- **PASSAGE**:
◇ ◇ ◇ ◇ ◇ ◇ ◇

Marriage: a key to surviving cancer

According to this USA TODAY article, married patients are more likely to survive cancer and cancer treatments.
Scientists say they may have found the key to surviving cancer: marriage.
Married people with cancer were 20% less likely to die from their disease, compared to people who are separated, divorced, widowed or never married, according to study published online Monday in the Journal of Clinical Oncology.

Married people in the study fared better than singles no matter what type of cancer. In certain types of tumors — prostate, breast, colorectal, esophageal and head/neck cancers — the survival benefits of marriage were larger than those from chemotherapy.

"Improving social support for our patients may be equally important as providing effective therapy, and it is less costly to develop and implement," said senior author Paul Nguyen, a radiation oncologist at Dana-Farber Cancer Institute and Brigham and Women's Hospital in Boston, in a statement....
I am glad to see a growing awareness in our medical industry that each of us is a unity of body, mind, spirit, and emotions, and that if the medical industry is really are interested in healing us that there is more involved in this than simply bio-chemical treatments of certain isolated bits of our bodies (such limited ways of thinking no doubt reflect the highly fragmented, and compartmentalized world in which we live).

◇ ◇ ◇ ◇ ◇ ◇ ◇

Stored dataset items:
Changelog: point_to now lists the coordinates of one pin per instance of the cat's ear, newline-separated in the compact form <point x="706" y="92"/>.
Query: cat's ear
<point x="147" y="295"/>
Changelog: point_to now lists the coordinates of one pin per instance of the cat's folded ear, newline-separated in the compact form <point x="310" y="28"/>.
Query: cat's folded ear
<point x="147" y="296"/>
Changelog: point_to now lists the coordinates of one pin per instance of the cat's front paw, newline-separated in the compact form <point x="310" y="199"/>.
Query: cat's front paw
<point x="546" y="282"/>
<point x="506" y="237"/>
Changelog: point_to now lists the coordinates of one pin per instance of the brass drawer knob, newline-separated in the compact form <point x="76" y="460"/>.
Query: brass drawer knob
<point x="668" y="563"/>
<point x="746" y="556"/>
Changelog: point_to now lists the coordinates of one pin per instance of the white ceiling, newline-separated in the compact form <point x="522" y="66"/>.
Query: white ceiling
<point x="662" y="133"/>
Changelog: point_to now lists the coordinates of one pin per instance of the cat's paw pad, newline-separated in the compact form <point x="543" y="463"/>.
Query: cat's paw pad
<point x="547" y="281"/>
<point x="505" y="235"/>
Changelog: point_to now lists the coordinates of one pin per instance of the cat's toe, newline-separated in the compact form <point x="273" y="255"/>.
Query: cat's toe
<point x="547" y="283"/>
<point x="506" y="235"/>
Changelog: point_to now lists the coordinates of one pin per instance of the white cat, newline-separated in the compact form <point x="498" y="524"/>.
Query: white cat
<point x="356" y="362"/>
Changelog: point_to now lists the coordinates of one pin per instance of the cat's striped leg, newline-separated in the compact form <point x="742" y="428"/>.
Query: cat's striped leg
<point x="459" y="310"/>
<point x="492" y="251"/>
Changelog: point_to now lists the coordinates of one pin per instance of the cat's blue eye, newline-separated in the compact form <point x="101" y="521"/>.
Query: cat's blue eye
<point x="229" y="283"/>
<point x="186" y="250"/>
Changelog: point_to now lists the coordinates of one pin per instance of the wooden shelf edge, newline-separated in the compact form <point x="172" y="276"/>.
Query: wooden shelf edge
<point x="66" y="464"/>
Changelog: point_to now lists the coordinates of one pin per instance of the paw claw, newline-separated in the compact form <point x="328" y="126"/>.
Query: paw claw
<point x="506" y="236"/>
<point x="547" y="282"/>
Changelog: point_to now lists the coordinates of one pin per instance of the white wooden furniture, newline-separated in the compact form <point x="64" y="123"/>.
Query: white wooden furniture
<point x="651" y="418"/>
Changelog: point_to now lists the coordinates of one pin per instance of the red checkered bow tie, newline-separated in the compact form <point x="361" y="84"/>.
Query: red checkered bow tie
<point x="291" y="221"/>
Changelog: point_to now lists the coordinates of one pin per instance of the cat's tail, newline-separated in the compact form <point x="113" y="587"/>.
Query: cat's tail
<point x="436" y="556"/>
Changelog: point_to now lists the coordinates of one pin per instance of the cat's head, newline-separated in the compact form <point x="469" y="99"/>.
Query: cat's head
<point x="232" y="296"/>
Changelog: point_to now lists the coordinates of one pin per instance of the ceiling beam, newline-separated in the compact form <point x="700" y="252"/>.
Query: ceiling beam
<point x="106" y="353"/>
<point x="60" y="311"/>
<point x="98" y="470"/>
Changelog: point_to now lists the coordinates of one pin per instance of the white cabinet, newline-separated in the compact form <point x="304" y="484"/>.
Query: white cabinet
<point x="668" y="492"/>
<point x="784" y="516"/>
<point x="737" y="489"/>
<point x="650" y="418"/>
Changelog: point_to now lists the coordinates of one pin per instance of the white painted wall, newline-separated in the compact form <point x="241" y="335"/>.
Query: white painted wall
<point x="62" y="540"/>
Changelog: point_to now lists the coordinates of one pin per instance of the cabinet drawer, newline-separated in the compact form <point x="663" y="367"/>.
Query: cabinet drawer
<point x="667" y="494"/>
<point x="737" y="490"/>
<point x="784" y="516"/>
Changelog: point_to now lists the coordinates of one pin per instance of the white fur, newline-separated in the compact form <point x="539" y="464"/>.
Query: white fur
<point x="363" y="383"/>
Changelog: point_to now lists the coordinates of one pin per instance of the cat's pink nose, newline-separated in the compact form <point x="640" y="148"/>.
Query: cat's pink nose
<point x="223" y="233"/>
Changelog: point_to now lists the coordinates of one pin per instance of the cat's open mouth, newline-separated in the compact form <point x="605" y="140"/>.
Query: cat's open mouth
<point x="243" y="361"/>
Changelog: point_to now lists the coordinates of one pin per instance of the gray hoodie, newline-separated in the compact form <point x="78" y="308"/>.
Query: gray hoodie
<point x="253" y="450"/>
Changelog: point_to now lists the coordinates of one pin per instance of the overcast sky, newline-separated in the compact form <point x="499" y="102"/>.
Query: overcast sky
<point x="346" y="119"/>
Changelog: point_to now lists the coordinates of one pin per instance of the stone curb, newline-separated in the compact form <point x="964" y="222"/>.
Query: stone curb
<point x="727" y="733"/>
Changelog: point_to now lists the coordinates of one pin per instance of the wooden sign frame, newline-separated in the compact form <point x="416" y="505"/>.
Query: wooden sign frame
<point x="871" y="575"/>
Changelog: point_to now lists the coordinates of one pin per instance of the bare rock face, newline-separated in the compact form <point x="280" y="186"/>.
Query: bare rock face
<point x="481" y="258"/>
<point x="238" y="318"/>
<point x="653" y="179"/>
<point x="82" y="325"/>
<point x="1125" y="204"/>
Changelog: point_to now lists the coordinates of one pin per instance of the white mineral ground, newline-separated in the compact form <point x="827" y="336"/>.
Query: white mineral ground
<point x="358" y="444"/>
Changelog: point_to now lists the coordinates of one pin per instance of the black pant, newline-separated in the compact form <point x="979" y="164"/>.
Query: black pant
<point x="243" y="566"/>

◇ ◇ ◇ ◇ ◇ ◇ ◇

- **ASSIGNED TASK 1**: Render this sentence from the article on marriage and cancer in Spanish: "Scientists say they may have found the key to surviving cancer: marriage."
- **ASSIGNED TASK 2**: Reproduce the stretch of the article on marriage and cancer from "According to this" through "those from chemotherapy.", swapping "chemotherapy" for "radiation therapy".
- **ASSIGNED TASK 3**: Recast the paragraph of the article on marriage and cancer that begins "Married people in the study fared better" as a bulleted list, keeping its main facts.

- **TASK SOLUTION 1**: Los científicos dicen que tal vez hayan encontrado la clave para sobrevivir al cáncer: el matrimonio.

- **TASK SOLUTION 2**:
According to this USA TODAY article, married patients are more likely to survive cancer and cancer treatments.
Scientists say they may have found the key to surviving cancer: marriage.
Married people with cancer were 20% less likely to die from their disease, compared to people who are separated, divorced, widowed or never married, according to study published online Monday in the Journal of Clinical Oncology.

Married people in the study fared better than singles no matter what type of cancer. In certain types of tumors — prostate, breast, colorectal, esophageal and head/neck cancers — the survival benefits of marriage were larger than those from radiation therapy.

- **TASK SOLUTION 3**:
- Married people in the study fared better than singles, whatever the type of cancer.
- For prostate, breast, colorectal, esophageal and head/neck cancers, the survival benefits of marriage were larger than those from chemotherapy.